───── Dataset rows ─────

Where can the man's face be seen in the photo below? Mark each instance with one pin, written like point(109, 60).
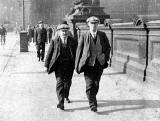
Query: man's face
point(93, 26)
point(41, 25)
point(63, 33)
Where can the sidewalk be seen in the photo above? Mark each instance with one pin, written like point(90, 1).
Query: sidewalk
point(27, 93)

─────
───── Dataset rows ─────

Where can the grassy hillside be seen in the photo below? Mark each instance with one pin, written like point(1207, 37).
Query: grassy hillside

─────
───── Dataset rows ─────

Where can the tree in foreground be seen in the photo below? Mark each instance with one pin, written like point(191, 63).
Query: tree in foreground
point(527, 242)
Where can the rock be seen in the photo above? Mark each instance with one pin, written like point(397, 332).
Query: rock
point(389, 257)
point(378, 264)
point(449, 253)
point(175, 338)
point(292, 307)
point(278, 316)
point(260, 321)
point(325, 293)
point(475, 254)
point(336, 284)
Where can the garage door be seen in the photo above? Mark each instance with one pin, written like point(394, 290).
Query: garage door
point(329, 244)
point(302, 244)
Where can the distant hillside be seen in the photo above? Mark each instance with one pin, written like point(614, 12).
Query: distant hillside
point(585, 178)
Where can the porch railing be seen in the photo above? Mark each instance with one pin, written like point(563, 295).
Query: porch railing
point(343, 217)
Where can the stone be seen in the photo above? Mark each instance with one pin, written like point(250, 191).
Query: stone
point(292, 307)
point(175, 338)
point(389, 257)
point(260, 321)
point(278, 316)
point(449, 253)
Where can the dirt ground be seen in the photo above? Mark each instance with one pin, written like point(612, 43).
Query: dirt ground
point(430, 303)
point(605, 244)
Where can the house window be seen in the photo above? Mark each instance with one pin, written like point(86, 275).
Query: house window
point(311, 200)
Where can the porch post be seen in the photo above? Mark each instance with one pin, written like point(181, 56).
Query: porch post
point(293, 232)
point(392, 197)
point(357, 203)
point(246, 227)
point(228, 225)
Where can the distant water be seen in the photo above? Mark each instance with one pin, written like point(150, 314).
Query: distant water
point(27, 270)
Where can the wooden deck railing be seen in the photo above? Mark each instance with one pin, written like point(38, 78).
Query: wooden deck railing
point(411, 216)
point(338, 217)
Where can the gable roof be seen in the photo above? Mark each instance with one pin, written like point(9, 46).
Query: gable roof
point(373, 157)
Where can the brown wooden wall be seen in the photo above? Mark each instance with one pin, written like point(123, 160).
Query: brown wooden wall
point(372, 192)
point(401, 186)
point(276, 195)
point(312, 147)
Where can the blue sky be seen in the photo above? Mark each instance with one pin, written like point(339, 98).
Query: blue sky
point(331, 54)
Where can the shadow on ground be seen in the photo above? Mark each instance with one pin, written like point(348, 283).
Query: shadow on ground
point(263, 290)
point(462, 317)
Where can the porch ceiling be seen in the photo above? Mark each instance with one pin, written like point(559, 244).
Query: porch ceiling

─────

Rewrite the records above as a numbered list, from the line with "Where can the man's" to the line with "point(27, 93)", including both of those lines. Skip any blank lines and leave the pictures out.

1. Where can the man's face be seen in the photo below? Mark each instance with one pin, written like point(109, 60).
2. Query: man's face
3. point(93, 26)
4. point(41, 25)
5. point(63, 33)
6. Where can the sidewalk be seen in the photo above? Mark each instance with one pin, written like point(90, 1).
7. Query: sidewalk
8. point(27, 93)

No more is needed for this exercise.